説明

基板処理装置および基板処理装置の洗浄方法

【課題】処理チャンバ内で基板表面に向けて電子ビームを照射して所定の基板処理を行う際に汚染物質が発生する基板処理装置において、処理チャンバから汚染物質を良好に、しかも低コストでクリーニング除去する。
【解決手段】電子ビーム照射を停止している間、オゾンガス供給ユニット48Bにより処理空間41aにオゾンガスが初期充填された後に循環ファン49aが作動してクリーニング用流路(給排気流路)の両端部を処理空間41aに連通してなる循環経路に沿ってオゾンガスが循環する。この循環流動するオゾンガスによって処理チャンバ41内に付着した汚染物質が分解されて処理チャンバ41の内壁面全体がクリーニング除去される。

【発明の詳細な説明】
【技術分野】
【0001】
この発明は、処理チャンバ内で基板に電子ビームを照射して所定の基板処理を行う基板処理装置、特に処理チャンバ内をクリーニングする技術に関するものである。なお、基板としては、半導体ウエハ、フォトマスク用ガラス基板、液晶表示用ガラス基板、プラズマ表示用ガラス基板、FED(電界放出ディスプレイ:Field Emission Display)用基板、光ディスク用基板、磁気ディスク用基板、光磁気ディスク用基板等の各種基板(以下、単に「基板」という)が含まれる。

設問>
(1) 原文抜粋によると、処理空間41aにオゾンガスを初期充填するのは何か。
(2) 原文抜粋の「基板処理装置および基板処理装置の洗浄方法」から「体がクリーニング除去される。」までを、「汚染物質」を「付着物」に変えて書き直せ。
(3) 次の(a)〜(c)が原文抜粋の内容と合うかどうかを答え、判断の根拠となる語句をそのまま引用せよ。
(a) 電子ビームを照射しながらオゾンガスによるクリーニングを行う。
(b) 対象となる基板には光ディスク用基板が含まれる。
(c) 循環ファン49aはオゾンガスの初期充填より前に作動する。

表示データ>
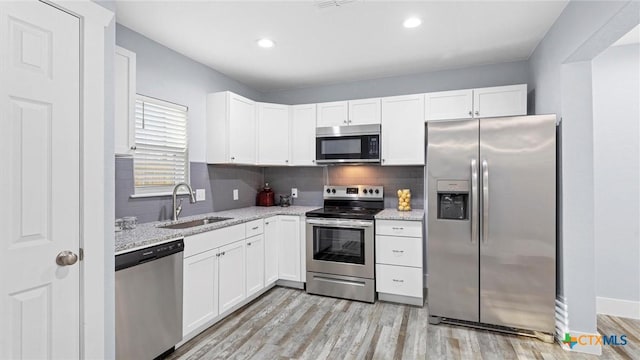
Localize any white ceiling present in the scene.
[117,0,567,91]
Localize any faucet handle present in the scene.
[176,199,182,215]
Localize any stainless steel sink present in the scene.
[158,216,233,229]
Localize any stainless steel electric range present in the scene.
[306,185,384,302]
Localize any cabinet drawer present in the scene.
[244,219,264,238]
[376,264,422,298]
[376,235,422,268]
[376,220,422,238]
[184,224,245,258]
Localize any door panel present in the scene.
[0,1,80,359]
[427,120,479,321]
[480,115,556,332]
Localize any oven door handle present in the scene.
[307,219,373,229]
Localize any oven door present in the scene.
[306,219,374,279]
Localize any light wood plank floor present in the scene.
[169,287,640,360]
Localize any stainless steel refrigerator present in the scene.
[426,115,556,333]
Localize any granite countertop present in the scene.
[376,208,424,221]
[115,206,318,254]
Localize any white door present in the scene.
[218,240,246,314]
[245,234,264,297]
[182,249,218,336]
[227,92,257,164]
[381,94,424,165]
[278,215,302,281]
[258,103,289,165]
[349,98,380,125]
[291,104,316,166]
[316,101,349,127]
[0,1,80,359]
[264,216,279,285]
[473,84,527,118]
[424,89,473,120]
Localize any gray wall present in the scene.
[116,24,262,162]
[262,61,528,105]
[529,1,638,333]
[593,44,640,304]
[264,165,424,209]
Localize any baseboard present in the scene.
[596,296,640,320]
[556,331,602,355]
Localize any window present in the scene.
[133,95,189,195]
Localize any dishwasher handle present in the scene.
[116,239,184,271]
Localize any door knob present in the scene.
[56,250,78,266]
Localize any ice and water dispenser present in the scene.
[437,180,469,220]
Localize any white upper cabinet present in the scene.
[348,98,380,125]
[258,103,290,165]
[425,84,527,120]
[317,98,380,127]
[473,84,527,117]
[207,91,258,165]
[381,94,425,165]
[290,104,316,166]
[114,46,136,155]
[316,101,349,127]
[424,89,473,120]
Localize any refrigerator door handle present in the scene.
[481,160,489,244]
[470,159,479,244]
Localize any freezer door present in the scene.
[480,115,556,332]
[427,119,479,322]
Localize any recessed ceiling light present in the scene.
[258,38,276,48]
[402,18,422,29]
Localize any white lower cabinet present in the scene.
[245,234,265,297]
[182,249,218,334]
[218,241,246,313]
[264,216,278,285]
[278,215,302,281]
[376,220,424,306]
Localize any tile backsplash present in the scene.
[115,158,424,223]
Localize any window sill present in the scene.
[129,190,189,199]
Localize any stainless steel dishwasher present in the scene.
[115,239,184,360]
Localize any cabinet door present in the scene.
[218,240,246,314]
[114,46,136,155]
[227,93,257,164]
[316,101,349,127]
[424,89,473,120]
[258,103,289,165]
[278,215,302,281]
[245,234,264,297]
[182,249,218,336]
[349,98,380,125]
[381,94,425,165]
[473,84,527,118]
[264,216,279,285]
[291,104,316,166]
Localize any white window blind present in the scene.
[133,95,189,194]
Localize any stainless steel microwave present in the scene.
[316,124,380,164]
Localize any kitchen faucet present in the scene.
[173,182,196,221]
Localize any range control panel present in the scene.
[324,185,384,200]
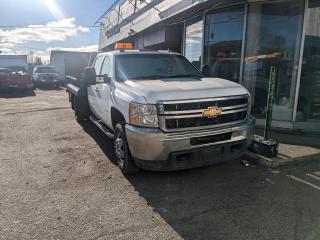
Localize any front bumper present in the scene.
[126,117,255,170]
[34,78,60,84]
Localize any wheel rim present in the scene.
[114,133,125,167]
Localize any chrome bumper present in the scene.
[126,117,255,161]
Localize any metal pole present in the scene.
[264,66,277,139]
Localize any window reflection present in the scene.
[204,6,244,82]
[243,0,304,121]
[185,21,203,70]
[297,1,320,121]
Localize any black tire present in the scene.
[114,123,139,175]
[73,97,90,123]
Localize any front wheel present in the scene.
[114,123,139,174]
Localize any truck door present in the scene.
[97,56,112,125]
[87,55,104,118]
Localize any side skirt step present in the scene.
[89,116,114,138]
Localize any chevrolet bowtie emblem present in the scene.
[202,107,222,118]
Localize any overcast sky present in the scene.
[0,0,112,61]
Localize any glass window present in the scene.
[243,0,304,121]
[296,0,320,121]
[101,57,111,77]
[185,20,203,69]
[203,5,244,82]
[94,55,104,75]
[115,54,201,81]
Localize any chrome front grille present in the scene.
[158,95,249,132]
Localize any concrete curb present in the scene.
[244,151,320,168]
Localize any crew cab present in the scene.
[67,50,255,174]
[32,65,60,86]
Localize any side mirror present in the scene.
[84,67,96,86]
[201,65,210,76]
[103,74,111,84]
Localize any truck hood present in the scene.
[124,78,248,104]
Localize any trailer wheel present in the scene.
[114,123,139,175]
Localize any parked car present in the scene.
[67,50,255,174]
[0,54,33,92]
[0,68,34,92]
[32,65,61,86]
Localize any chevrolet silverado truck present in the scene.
[67,50,255,174]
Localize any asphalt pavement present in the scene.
[0,88,320,240]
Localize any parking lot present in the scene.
[0,88,320,240]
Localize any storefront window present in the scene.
[185,21,203,70]
[296,0,320,121]
[243,0,304,121]
[204,5,244,82]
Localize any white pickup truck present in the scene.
[67,50,255,174]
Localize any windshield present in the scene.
[36,67,57,73]
[0,68,10,74]
[116,54,201,81]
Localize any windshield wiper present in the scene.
[130,75,168,80]
[167,74,200,78]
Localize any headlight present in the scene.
[129,103,159,127]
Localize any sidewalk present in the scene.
[245,129,320,168]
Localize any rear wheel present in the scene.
[114,123,139,174]
[73,97,90,123]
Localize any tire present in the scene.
[114,123,139,175]
[73,97,90,123]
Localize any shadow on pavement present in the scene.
[128,160,272,240]
[37,84,65,91]
[82,119,292,240]
[81,121,116,164]
[0,89,36,98]
[255,129,320,148]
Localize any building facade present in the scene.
[98,0,320,133]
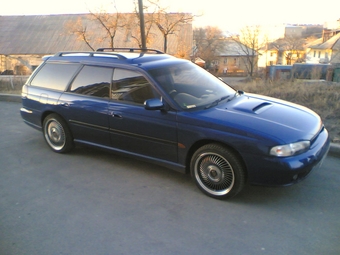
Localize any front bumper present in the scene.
[246,128,330,186]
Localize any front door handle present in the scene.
[111,112,123,119]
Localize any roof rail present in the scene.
[97,48,164,54]
[54,51,126,59]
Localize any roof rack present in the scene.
[54,51,126,59]
[97,48,164,54]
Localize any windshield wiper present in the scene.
[204,95,230,109]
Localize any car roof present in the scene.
[44,48,184,70]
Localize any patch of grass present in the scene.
[234,80,340,143]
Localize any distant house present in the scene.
[213,39,258,76]
[0,13,193,75]
[306,31,340,64]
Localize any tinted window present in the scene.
[111,68,160,104]
[149,62,235,109]
[70,66,113,97]
[31,63,79,91]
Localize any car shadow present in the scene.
[67,146,322,205]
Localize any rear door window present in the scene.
[31,63,80,91]
[70,66,113,98]
[111,68,160,105]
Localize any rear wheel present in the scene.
[43,113,74,153]
[190,143,246,199]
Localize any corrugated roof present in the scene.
[310,33,340,50]
[0,13,192,55]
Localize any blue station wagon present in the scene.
[21,49,330,199]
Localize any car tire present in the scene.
[43,113,74,153]
[190,143,246,199]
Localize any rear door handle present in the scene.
[60,103,70,107]
[111,112,123,119]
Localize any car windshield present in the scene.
[149,62,235,109]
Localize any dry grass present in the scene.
[234,80,340,143]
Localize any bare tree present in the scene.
[66,1,128,50]
[65,17,94,50]
[194,26,224,67]
[144,0,194,52]
[233,26,266,77]
[90,6,126,48]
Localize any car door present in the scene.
[109,68,177,162]
[59,66,113,146]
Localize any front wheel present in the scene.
[43,114,74,153]
[190,143,246,199]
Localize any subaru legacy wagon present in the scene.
[20,48,330,199]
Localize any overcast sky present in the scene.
[0,0,340,31]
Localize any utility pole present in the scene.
[138,0,146,51]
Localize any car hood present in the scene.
[181,94,322,143]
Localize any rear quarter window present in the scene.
[31,63,80,91]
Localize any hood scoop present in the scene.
[232,98,273,114]
[253,102,272,114]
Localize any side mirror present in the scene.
[144,98,164,110]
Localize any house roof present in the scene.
[309,33,340,50]
[218,40,257,57]
[0,13,192,55]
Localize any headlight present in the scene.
[270,141,310,157]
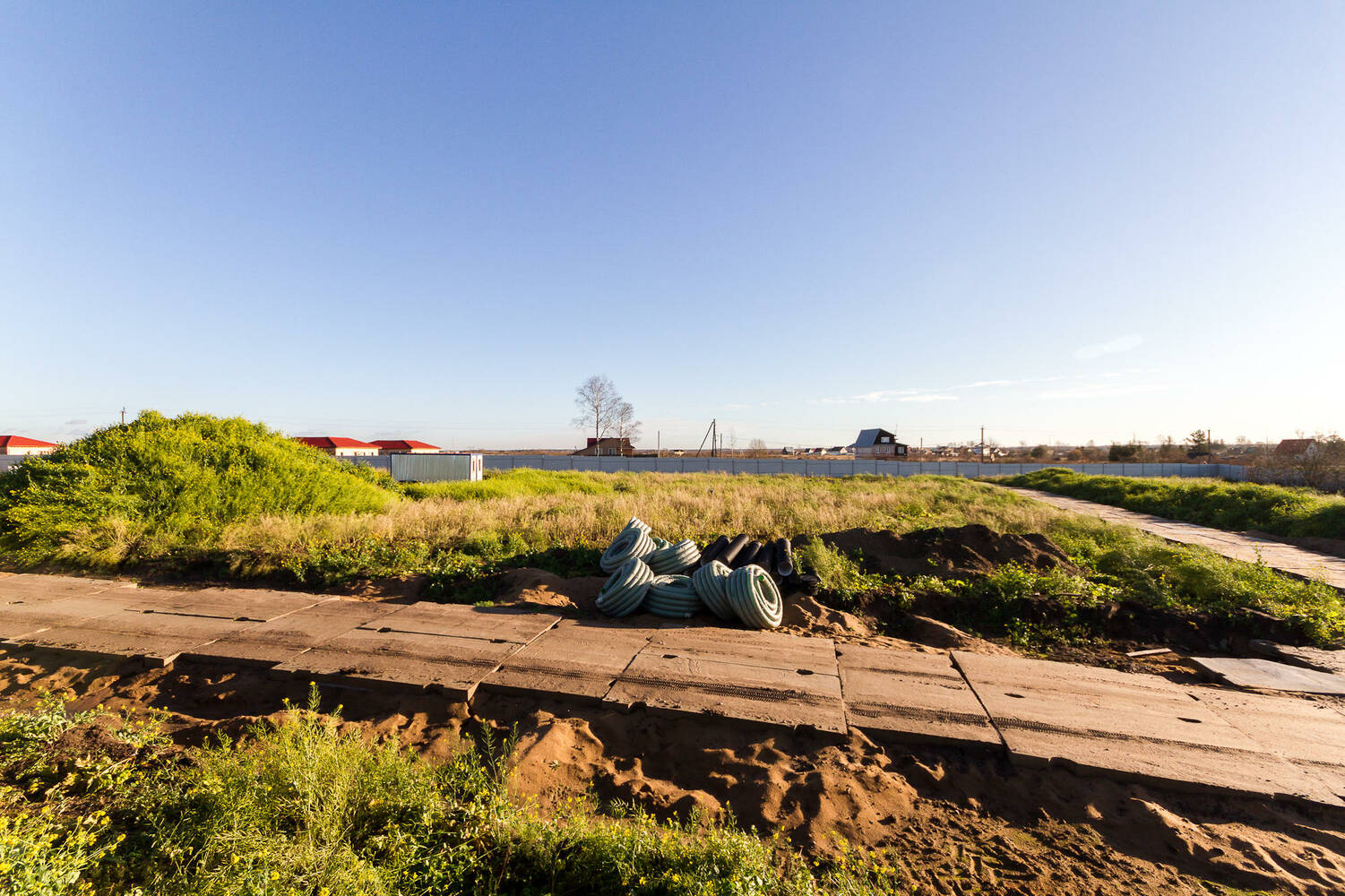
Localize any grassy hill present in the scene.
[999,467,1345,538]
[0,410,397,568]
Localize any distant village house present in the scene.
[570,438,634,458]
[1275,438,1316,458]
[373,438,444,455]
[0,435,61,458]
[295,435,378,458]
[850,429,910,459]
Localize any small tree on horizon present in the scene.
[570,374,640,441]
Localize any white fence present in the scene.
[483,455,1246,482]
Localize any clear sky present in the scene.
[0,0,1345,448]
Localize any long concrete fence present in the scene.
[0,455,1249,482]
[481,455,1246,482]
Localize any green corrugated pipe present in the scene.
[597,557,653,616]
[644,538,701,576]
[692,560,737,619]
[644,576,701,619]
[599,518,653,573]
[728,564,784,628]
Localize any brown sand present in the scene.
[795,525,1082,579]
[0,651,1345,896]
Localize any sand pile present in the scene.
[494,566,607,615]
[795,525,1082,579]
[0,654,1345,896]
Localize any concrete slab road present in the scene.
[837,644,1004,749]
[179,600,398,668]
[481,619,658,702]
[953,650,1345,806]
[1187,687,1345,799]
[613,628,846,733]
[1190,657,1345,695]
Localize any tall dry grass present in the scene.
[220,474,1061,555]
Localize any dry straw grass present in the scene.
[220,474,1061,555]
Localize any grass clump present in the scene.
[0,689,910,896]
[0,410,395,568]
[998,467,1345,538]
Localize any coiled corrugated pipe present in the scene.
[692,560,737,619]
[597,554,653,616]
[644,538,701,576]
[644,576,701,619]
[728,565,784,628]
[599,518,653,573]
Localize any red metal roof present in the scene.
[295,435,378,448]
[0,435,61,448]
[374,438,443,451]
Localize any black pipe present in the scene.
[701,536,729,566]
[752,541,775,576]
[775,538,794,577]
[719,536,748,566]
[733,541,762,569]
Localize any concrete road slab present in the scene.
[179,600,401,666]
[365,600,561,644]
[650,625,840,676]
[837,644,1004,749]
[276,628,519,702]
[481,619,658,702]
[0,573,132,607]
[1190,657,1345,695]
[602,643,846,732]
[1187,687,1345,799]
[1252,641,1345,676]
[0,588,173,639]
[12,612,254,666]
[953,650,1342,806]
[134,588,336,622]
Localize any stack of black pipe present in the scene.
[701,534,794,582]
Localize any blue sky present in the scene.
[0,3,1345,448]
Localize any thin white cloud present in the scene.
[1074,335,1144,360]
[1037,382,1168,401]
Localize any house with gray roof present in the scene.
[850,429,908,461]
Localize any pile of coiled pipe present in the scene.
[644,576,701,619]
[599,517,653,573]
[644,538,701,576]
[727,564,784,628]
[692,560,737,620]
[597,557,653,616]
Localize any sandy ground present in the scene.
[0,642,1345,896]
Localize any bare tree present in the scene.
[612,401,640,444]
[570,374,629,440]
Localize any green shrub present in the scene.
[0,410,395,568]
[0,689,910,896]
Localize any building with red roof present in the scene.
[374,438,444,455]
[295,435,378,458]
[0,435,61,458]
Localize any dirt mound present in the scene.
[494,566,607,615]
[0,648,1345,896]
[821,525,1082,579]
[780,592,873,638]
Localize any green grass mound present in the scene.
[999,467,1345,538]
[0,410,395,568]
[0,689,913,896]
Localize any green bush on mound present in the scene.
[0,410,395,566]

解答一覧>
(1) オゾンガス供給ユニット48B

(2)
基板処理装置および基板処理装置の洗浄方法

【課題】処理チャンバ内で基板表面に向けて電子ビームを照射して所定の基板処理を行う際に付着物が発生する基板処理装置において、処理チャンバから付着物を良好に、しかも低コストでクリーニング除去する。
【解決手段】電子ビーム照射を停止している間、オゾンガス供給ユニット48Bにより処理空間41aにオゾンガスが初期充填された後に循環ファン49aが作動してクリーニング用流路(給排気流路)の両端部を処理空間41aに連通してなる循環経路に沿ってオゾンガスが循環する。この循環流動するオゾンガスによって処理チャンバ41内に付着した付着物が分解されて処理チャンバ41の内壁面全体がクリーニング除去される。

(3)
(a) いいえ。「電子ビーム照射を停止している間」
(b) はい。「光ディスク用基板」
(c) いいえ。「オゾンガスが初期充填された後に循環ファン49aが作動して」